July 13th, 2020

New Resource: Inclusive Technology During the COVID-19 Crisis

The COVID-19 pandemic has highlighted numerous underlying inequities in education and created new challenges for meeting students’ diverse needs. Remote learning is likely to continue throughout the pandemic, making inclusive education technology (ed tech) critical to ensuring equity. A new guide from the National Center for Learning Disabilities (NCLD) and 10 partner organizations, “Inclusive Technology During the COVID-19 Crisis,” can help districts use this summer to make ed tech decisions that will benefit students with disabilities.

Last year, NCLD partnered with ten organizations to create a set of resources on inclusive ed tech. Our original framework remains useful, but we recognize that decisions about ed tech have changed drastically in the past few months. We have updated our district report with new guidance to meet the demands of the current moment. Our new guide names key stakeholders who should be involved in decision-making and provides guiding questions for the five phases of ed tech planning: vision, design, procurement, use, and continuous improvement.

The new guiding questions come directly from our partnership with organizations representing a range of education stakeholders. Partners include research organizations such as AIR and the Friday Institute; local decision maker organizations like ASBO International and CoSN; state policy maker organizations like NASDSE and SETDA; and national policy and advocacy thought-leader organizations like Learning Accelerator, Digital Promise, and the Alliance for Excellent Education.

With our new collective dependence on remote learning, the digital divide has been a focus of many education equity discussions. Access to the internet and digital technology is crucial, but these discussions often leave out concerns about accessibility – whether ed tech provides students with disabilities with equal access to instructional content. This summer is a critical opportunity for districts to reassess their approaches to technology and consider how ed tech products can be used to improve the educational opportunities of students with disabilities.

Districts had to pivot quickly to fully-remote learning in the spring, creating a sudden reliance on ed tech. Some districts had already invested in ed tech products and created district-wide plans for their use, while many others had minimal experience with coordinated, district-wide tech implementation. The unique needs of students with disabilities were not always prioritized in the scramble to set up remote learning, putting these students at risk of losing access to the educational opportunities provided to their peers without disabilities. Districts are now charged with making remote learning more equitable and inclusive for the next school year.

Our collective responsibility to continue educating students throughout the pandemic must center around equity and students with disabilities. To ensure that all students are able to learn, districts must use this summer to create ed tech plans that are inclusive and accessible. We know that technology will be critical to education in our new reality, and we encourage educators to see this as an opportunity to be strategic and innovative.

• _Records shown_:
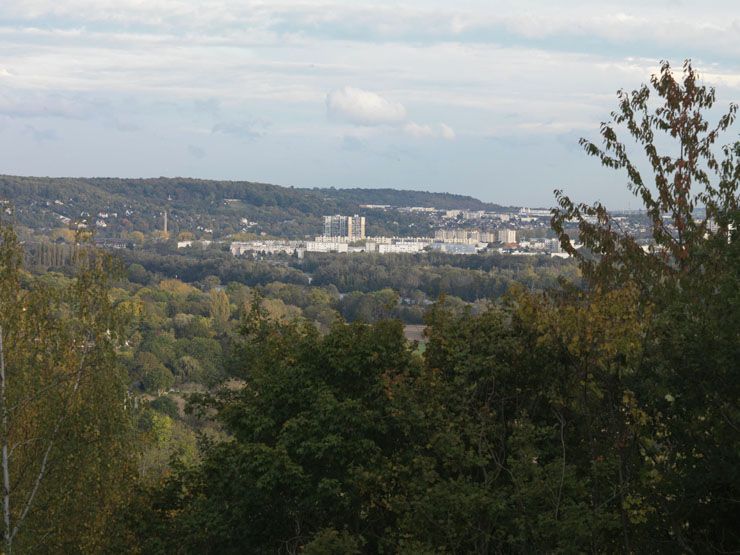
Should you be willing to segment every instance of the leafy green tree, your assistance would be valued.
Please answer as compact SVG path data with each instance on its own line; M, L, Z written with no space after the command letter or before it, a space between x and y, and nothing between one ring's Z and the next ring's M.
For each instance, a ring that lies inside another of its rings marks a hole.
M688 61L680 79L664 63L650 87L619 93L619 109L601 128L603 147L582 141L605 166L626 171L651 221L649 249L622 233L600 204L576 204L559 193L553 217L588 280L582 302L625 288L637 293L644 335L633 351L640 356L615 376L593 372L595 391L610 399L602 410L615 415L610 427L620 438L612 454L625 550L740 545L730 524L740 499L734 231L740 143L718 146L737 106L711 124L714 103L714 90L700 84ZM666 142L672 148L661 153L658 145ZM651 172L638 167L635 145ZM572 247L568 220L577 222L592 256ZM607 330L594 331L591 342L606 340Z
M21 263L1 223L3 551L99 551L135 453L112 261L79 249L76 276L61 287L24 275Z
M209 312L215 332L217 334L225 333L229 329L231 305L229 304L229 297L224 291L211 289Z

• _What the task requires_:
Answer these from the post on inclusive technology during COVID-19:
1. How many partner organizations joined NCLD on the new guide?
2. What are the five phases of ed tech planning that the guide covers?
3. Which organizations are named as state policy maker organizations?

• _Answer_:
1. Ten partner organizations.
2. Vision, design, procurement, use, and continuous improvement.
3. NASDSE and SETDA.